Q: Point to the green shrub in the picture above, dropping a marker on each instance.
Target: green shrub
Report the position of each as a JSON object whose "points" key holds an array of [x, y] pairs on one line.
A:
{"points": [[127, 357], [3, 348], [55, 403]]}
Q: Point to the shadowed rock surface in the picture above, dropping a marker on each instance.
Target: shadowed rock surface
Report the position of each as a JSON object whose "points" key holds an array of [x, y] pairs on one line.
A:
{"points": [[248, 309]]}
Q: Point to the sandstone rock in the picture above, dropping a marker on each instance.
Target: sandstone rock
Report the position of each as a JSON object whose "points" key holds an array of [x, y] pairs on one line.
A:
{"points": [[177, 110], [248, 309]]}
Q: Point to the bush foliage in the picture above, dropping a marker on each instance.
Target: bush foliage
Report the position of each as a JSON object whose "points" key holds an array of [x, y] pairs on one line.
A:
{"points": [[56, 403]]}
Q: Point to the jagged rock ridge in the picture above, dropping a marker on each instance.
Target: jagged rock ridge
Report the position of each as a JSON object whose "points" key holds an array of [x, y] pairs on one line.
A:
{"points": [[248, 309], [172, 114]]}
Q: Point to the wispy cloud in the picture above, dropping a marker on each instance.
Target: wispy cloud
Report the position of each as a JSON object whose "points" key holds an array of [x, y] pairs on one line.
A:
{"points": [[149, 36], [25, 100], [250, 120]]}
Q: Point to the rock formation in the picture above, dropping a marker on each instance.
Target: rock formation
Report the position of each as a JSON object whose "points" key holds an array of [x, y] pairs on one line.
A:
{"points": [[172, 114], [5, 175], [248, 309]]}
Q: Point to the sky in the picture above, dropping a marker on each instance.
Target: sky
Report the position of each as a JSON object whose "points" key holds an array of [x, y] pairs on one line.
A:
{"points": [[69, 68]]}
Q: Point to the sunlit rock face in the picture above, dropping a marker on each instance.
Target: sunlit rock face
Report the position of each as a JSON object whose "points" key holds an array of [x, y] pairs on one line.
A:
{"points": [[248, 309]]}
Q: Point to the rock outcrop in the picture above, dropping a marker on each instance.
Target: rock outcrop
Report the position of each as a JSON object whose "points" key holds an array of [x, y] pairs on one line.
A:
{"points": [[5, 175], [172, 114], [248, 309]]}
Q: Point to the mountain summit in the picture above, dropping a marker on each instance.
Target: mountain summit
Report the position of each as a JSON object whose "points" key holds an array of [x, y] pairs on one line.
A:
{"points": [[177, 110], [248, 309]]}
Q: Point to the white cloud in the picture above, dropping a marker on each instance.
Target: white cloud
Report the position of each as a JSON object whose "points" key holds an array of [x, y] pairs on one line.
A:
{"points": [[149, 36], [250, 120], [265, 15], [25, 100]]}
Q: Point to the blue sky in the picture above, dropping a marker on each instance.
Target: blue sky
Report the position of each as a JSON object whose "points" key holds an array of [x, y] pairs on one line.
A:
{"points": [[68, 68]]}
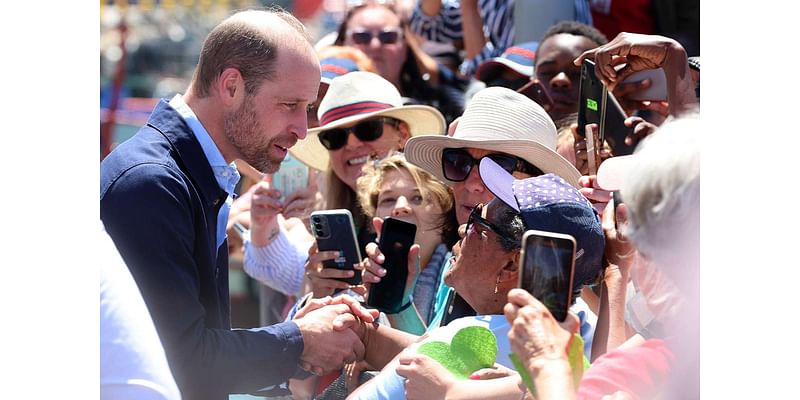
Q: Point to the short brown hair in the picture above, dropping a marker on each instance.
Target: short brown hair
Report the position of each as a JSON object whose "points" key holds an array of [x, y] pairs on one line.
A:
{"points": [[238, 43]]}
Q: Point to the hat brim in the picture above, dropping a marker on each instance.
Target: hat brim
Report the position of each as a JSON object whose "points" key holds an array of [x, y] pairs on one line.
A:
{"points": [[499, 182], [421, 120], [489, 69], [426, 152]]}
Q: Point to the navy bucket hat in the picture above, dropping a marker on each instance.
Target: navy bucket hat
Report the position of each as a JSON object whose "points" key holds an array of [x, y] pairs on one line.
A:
{"points": [[548, 203]]}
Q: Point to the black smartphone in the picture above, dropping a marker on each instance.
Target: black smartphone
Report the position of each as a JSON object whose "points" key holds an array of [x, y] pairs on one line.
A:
{"points": [[397, 237], [547, 267], [334, 230], [599, 106], [535, 91]]}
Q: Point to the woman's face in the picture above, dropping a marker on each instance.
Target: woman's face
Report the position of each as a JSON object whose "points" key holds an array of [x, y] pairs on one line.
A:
{"points": [[400, 197], [348, 161], [388, 57]]}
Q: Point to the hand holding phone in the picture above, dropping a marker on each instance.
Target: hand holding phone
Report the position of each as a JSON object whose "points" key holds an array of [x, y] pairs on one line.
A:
{"points": [[395, 241], [547, 267], [600, 107]]}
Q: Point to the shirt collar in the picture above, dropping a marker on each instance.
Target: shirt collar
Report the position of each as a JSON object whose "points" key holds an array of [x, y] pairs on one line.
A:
{"points": [[227, 175]]}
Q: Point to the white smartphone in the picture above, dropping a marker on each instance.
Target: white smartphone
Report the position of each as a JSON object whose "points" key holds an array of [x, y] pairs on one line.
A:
{"points": [[658, 88], [547, 268], [292, 175]]}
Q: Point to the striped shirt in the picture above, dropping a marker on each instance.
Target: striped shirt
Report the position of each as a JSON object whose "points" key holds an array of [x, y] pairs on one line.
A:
{"points": [[498, 27]]}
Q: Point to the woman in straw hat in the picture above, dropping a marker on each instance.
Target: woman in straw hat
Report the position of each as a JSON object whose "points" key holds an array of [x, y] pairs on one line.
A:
{"points": [[499, 124], [362, 118]]}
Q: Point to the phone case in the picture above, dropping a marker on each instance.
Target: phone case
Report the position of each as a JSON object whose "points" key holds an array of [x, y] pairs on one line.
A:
{"points": [[334, 230], [550, 284], [396, 238], [598, 106]]}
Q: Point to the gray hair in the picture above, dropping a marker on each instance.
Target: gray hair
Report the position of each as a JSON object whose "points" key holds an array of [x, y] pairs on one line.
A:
{"points": [[662, 193]]}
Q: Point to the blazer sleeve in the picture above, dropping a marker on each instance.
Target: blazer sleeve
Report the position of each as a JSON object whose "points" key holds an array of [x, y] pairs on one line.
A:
{"points": [[150, 214]]}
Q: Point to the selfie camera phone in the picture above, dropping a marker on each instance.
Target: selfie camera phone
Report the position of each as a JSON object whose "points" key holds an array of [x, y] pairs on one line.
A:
{"points": [[291, 175], [547, 267], [599, 106], [397, 237], [334, 230], [535, 91]]}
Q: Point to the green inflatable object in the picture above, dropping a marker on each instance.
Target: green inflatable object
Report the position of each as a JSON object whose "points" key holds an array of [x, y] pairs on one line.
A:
{"points": [[471, 349]]}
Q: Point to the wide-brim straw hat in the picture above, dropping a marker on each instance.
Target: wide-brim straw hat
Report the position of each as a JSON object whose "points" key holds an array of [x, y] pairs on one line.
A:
{"points": [[499, 120], [358, 96]]}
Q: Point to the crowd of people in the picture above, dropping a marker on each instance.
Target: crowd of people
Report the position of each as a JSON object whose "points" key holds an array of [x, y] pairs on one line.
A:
{"points": [[476, 147]]}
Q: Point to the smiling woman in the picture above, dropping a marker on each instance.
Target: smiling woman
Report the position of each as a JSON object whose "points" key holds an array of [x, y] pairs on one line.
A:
{"points": [[362, 117]]}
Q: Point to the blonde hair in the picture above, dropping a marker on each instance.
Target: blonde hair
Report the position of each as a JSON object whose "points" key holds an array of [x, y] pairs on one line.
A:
{"points": [[431, 189]]}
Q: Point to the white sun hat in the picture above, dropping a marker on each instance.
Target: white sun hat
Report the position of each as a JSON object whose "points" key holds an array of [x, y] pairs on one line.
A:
{"points": [[499, 120], [358, 96]]}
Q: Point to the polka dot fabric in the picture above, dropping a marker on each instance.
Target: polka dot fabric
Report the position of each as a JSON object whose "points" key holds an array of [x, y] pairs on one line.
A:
{"points": [[544, 190]]}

▶ _GIVEN EXERCISE_
Extract every line of the data exactly; pictures stay out.

▶ _OUTPUT FOR THIS TASK_
Q: Point to the green shrub in the picture above, dropping a marker on each instance.
Target: green shrub
Report the position of each as a JSON object whose "points" key holds an array of [x, y] pairs on one line.
A:
{"points": [[127, 357], [3, 348], [55, 403]]}
Q: Point to the shadowed rock surface in the picture above, dropping a marker on each instance.
Target: shadowed rock surface
Report the position of each as a JSON object whose "points" key holds an array of [x, y] pairs on one line.
A:
{"points": [[248, 309]]}
Q: Point to the sandstone rock in the picture above, dropping a marker on each instance.
Target: sandstone rock
Report the position of each as a JSON object whose "points" key holds an array of [x, y] pairs on one line.
A:
{"points": [[177, 110], [248, 309]]}
Q: Point to the bush foliage in the picture above, dropping a marker on each instance.
Target: bush foliage
Report the position of each as a JSON object whose "points" key holds an array of [x, y] pairs on one line.
A:
{"points": [[56, 403]]}
Q: Point to the jagged rock ridge in the picture above, dropping a marker on each instance.
Target: jagged rock ridge
Report the position of each as a JSON object whose "points" key holds an array of [x, y] pairs on one line.
A:
{"points": [[248, 309], [172, 114]]}
Q: Point to the wispy cloud in the picture above, dropping a marker on each instance.
Target: wispy cloud
Report the position of each as a JSON object whose "points" key holds an array of [x, y] pairs on one line.
A:
{"points": [[149, 36], [25, 100], [250, 120]]}
Q: Point to the rock formation in the picture above, dropping a marker on each instance.
Target: rock formation
Report the position of each as a JSON object whose "points" key holds an array of [x, y] pairs on one line.
A:
{"points": [[172, 114], [5, 175], [248, 309]]}
Q: Point to the sky in the picture above, dropping a marker on each instance.
Target: sky
Report the position of each as a JSON object whose "points" key holds an array of [x, y] pairs on one line.
A:
{"points": [[69, 68]]}
Q: Point to the sunlit rock face in the picture above, dropping a marker on each instance.
Target: sunlit rock face
Report the position of each as a JSON object whose "points" key holds an array of [x, y] pairs on one line.
A:
{"points": [[248, 309]]}
Q: Point to the rock outcrop in the picture above, dropping a marker on each instance.
Target: rock outcrop
Report the position of each as a JSON object whose "points" key holds an array of [x, y] pairs on one line.
A:
{"points": [[5, 175], [172, 114], [248, 309]]}
Q: Point to the mountain summit in the picture above, dropping a marker on each instance.
Target: mountain summit
Report the position of each as a JSON object whose "points" key holds an array of [x, y] pairs on one line.
A:
{"points": [[177, 110], [248, 309]]}
Q: Point to the white cloud in the picture above, dropping a marker on each instance.
Target: white cloud
Report the position of each as a JSON object whose "points" key holds an array of [x, y] pairs on one line.
A:
{"points": [[149, 36], [250, 120], [265, 15], [25, 100]]}
Q: Point to the blue sky in the picture above, dropping a marker on each instance.
Target: blue sky
Report the position of each as a JSON object whose "points" key holds an array of [x, y] pairs on one line.
A:
{"points": [[68, 68]]}
Q: Point to the short brown hair in the picture above, dropping a marker on each instance.
Target: short brown hair
Report the position of each as a JSON object whose "points" key holds an array of [x, y] pairs on one line.
A:
{"points": [[238, 43]]}
Q: Point to the hat brim in the picture above, dropping a marker on each instance.
Target: hat brim
Report the position of each as a JSON object whose "points" key holds an array of [x, y] pairs on one line.
A:
{"points": [[499, 182], [421, 120], [489, 69], [426, 152]]}
Q: Point to the navy bucket hat in the picture above, dropping a marker on each instance.
Target: navy bucket hat
Report the position of each as a JSON object whose "points" key holds an array of [x, y] pairs on one line.
A:
{"points": [[548, 203]]}
Q: Point to the black smartphone in the picture above, dropping a marker on each instance.
Target: black smartphone
Report the position of each as a JSON object whose "points" key holds an array of [x, y] pairs on one line.
A:
{"points": [[397, 237], [547, 267], [334, 230], [599, 106], [535, 91]]}
Q: Point to the woman's face in the picture above, dropping a marker on each instance.
Target: woman's face
Report the position of each as a JSON object whose "points" key holds an array of [x, y] pairs on one line.
A:
{"points": [[400, 197], [348, 161], [388, 57]]}
Q: Point to the hand holding phone in the picture above, dropping a marker on each instance.
Target: hand holding phone
Report the position of each as a JSON object whose "points" key holds an array of [x, y] pairs on one line.
A:
{"points": [[395, 241], [547, 267], [600, 107]]}
Q: Point to the shirt collar in the picture above, dropping a marker on each instance.
Target: shirt collar
Report the position of each as a JSON object whose "points" key holds an array of [x, y] pairs on one line.
A:
{"points": [[227, 175]]}
Q: Point to the white smartphone in the picture above, dropping a marker on each instance.
Target: white smartphone
Report the position of each as a JSON object whose "points" key holds an array of [x, y] pairs on one line.
A:
{"points": [[658, 88], [547, 268], [292, 175]]}
Q: Point to the striped shirt in the picture above, dropping a marker on each instance.
Target: striped shirt
Report the position of each as a JSON object whose "points" key holds an array of [x, y] pairs on one line.
A:
{"points": [[498, 27]]}
Q: Point to the woman in straw hat in the picture above, dropping a marker on each instance.
Target: woman in straw hat
Report the position of each as a JSON object whose "points" key holds an array of [x, y] pairs on one line.
A:
{"points": [[499, 124], [362, 118]]}
Q: Point to the phone case in the picture above, dropping a marker on each instance.
Target: phone case
Report the position of each as a JSON object whose "points" key holds an array of [x, y] pairs on one line.
A:
{"points": [[334, 230], [550, 284], [396, 238], [598, 106]]}
Q: Point to the gray hair in the picture above, dropping a marker on each instance.
Target: gray hair
Report the position of each as a JSON object whose "points" key holds an array of [x, y] pairs on one line.
A:
{"points": [[662, 193]]}
Q: Point to the blazer sleeve in the picture above, dropping a marker on each instance.
Target: blazer sleeve
Report the position of each as a JSON object whose "points" key holds an array of [x, y] pairs on one line.
A:
{"points": [[150, 214]]}
Q: Point to the selfie camera phone in the picture above, dropping a marker on each instance.
Target: selfie camera phone
Report the position of each as a JSON object whose "points" key holds an array of [x, y] pairs on one line.
A:
{"points": [[291, 175], [547, 267], [599, 106], [397, 237], [334, 230], [535, 91]]}
Q: Point to the green inflatable object in the picture above, dropping a marker on each instance.
Target: green inflatable object
Report the position of each as a JSON object whose "points" key holds an array of [x, y] pairs on one line.
A:
{"points": [[471, 349]]}
Q: Point to the wide-brim straw hat in the picture above, dropping a marker on each instance.
Target: wide-brim straw hat
Report the position of each as a JSON object whose "points" key holds an array of [x, y] pairs on one line.
A:
{"points": [[499, 120], [358, 96]]}
Q: Point to the crowd of people in the picture above, dropping a marker on each instance.
Target: crowd of people
Report the position of each as a JSON object whose "points" key holds an array of [x, y] pairs on one line.
A:
{"points": [[476, 147]]}
Q: Point to the smiling woman in the picture above, dropping a marker on each instance.
Target: smiling woman
Report the position of each as a JSON object whose "points" key holds an array of [x, y] pairs on one line.
A:
{"points": [[362, 117]]}
Q: Point to the blonde hair in the picture above, dropping a marker on each instance.
Target: blonde hair
Report the position of each as a JSON object whose "points" key holds an array of [x, y] pairs on one line.
A:
{"points": [[431, 189]]}
Q: Point to the white sun hat in the picture above, dropping a marker on each instance.
Target: white sun hat
Report the position of each as a JSON object whose "points" key holds an array of [x, y] pairs on one line.
A:
{"points": [[499, 120], [358, 96]]}
Q: Point to the polka dot fabric in the picture above, dropping a marker on each instance.
Target: polka dot fabric
Report the position of each as a JSON object whose "points" key holds an array of [x, y] pairs on one line.
A:
{"points": [[544, 190]]}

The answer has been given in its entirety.